**Stated goal 1:** From the forum thread about Zak and Dillon, reproduce the text starting at "## plumo72 (Nov" and ending at "cuddles they get.".
**Stated goal 2:** In the forum thread about Zak and Dillon, condense the paragraph beginning "oh some of mine if they see a camera" into a shorter version that keeps its main facts.

**Text section:**
■ ■ ■ ■ ■

# zak and dillon



## shell (Nov 15, 2007)

here's my two lovely boys!


----------



## carol (Nov 2, 2007)

sweet piccy,
i got a few like that with their nose up the camera or half a head they are good thoguh


----------



## shell (Nov 15, 2007)

thats usually the last thing you see before dillon floors you!


----------



## carol (Nov 2, 2007)

yeah about right,
or when your just nodded off and they come and say hello and you wake up with a nose in your face then get a big wet kiss


----------



## shell (Nov 15, 2007)

gotta love dog snot


----------



## colliemerles (Nov 2, 2007)

lovely pictures, mine always run at the camera and i end up with a picture of an eye or nose,


----------



## carol (Nov 2, 2007)

yeah when they sneeze up you


----------



## plumo72 (Nov 2, 2007)

Great pics


----------



## carol (Nov 2, 2007)

oh some of mine if they see a camera they pose for it 
thats why jazz does some tv, film and photo shoots he loves it and all the treats and cuddles they get.
the others do some as well not just jazz


----------



## Guest (Nov 15, 2007)

great pic's


----------



## nici (Nov 10, 2007)

love emm


----------



## Debbie (Nov 10, 2007)

Great pics LOL


----------



## Guest (Dec 23, 2007)

Nice nose! Those ears - I just love to tickle them!


----------

■ ■ ■ ■ ■

**Excerpted data:**
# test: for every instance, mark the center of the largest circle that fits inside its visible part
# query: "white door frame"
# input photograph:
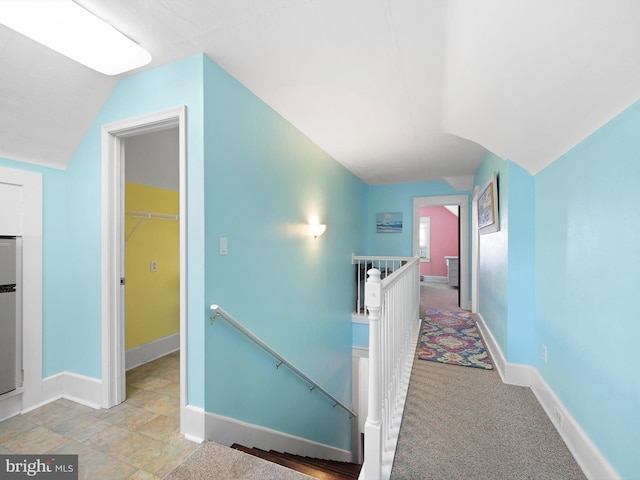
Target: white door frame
(113, 349)
(461, 201)
(475, 252)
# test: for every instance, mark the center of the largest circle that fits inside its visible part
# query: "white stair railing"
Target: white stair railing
(364, 263)
(394, 323)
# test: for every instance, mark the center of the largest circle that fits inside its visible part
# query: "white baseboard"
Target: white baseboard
(78, 388)
(10, 405)
(149, 351)
(434, 279)
(227, 431)
(194, 424)
(510, 373)
(594, 465)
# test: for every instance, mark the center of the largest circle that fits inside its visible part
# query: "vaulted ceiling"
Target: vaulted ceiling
(395, 90)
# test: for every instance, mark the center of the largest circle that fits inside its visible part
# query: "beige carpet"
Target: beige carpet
(464, 423)
(216, 462)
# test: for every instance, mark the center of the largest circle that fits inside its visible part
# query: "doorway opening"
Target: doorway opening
(115, 137)
(452, 268)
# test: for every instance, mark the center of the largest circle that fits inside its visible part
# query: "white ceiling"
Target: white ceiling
(395, 90)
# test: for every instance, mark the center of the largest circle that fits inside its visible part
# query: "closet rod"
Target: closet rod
(142, 215)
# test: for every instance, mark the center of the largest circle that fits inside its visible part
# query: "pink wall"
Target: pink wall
(444, 240)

■ ■ ■ ■ ■

**Correct response 1:**
## plumo72 (Nov 2, 2007)

Great pics


----------



## carol (Nov 2, 2007)

oh some of mine if they see a camera they pose for it 
thats why jazz does some tv, film and photo shoots he loves it and all the treats and cuddles they get.

**Correct response 2:** Some of the poster's dogs pose when they see a camera. Jazz does TV, film and photo shoots and loves the work, the treats and the cuddles. The other dogs do some of this work too.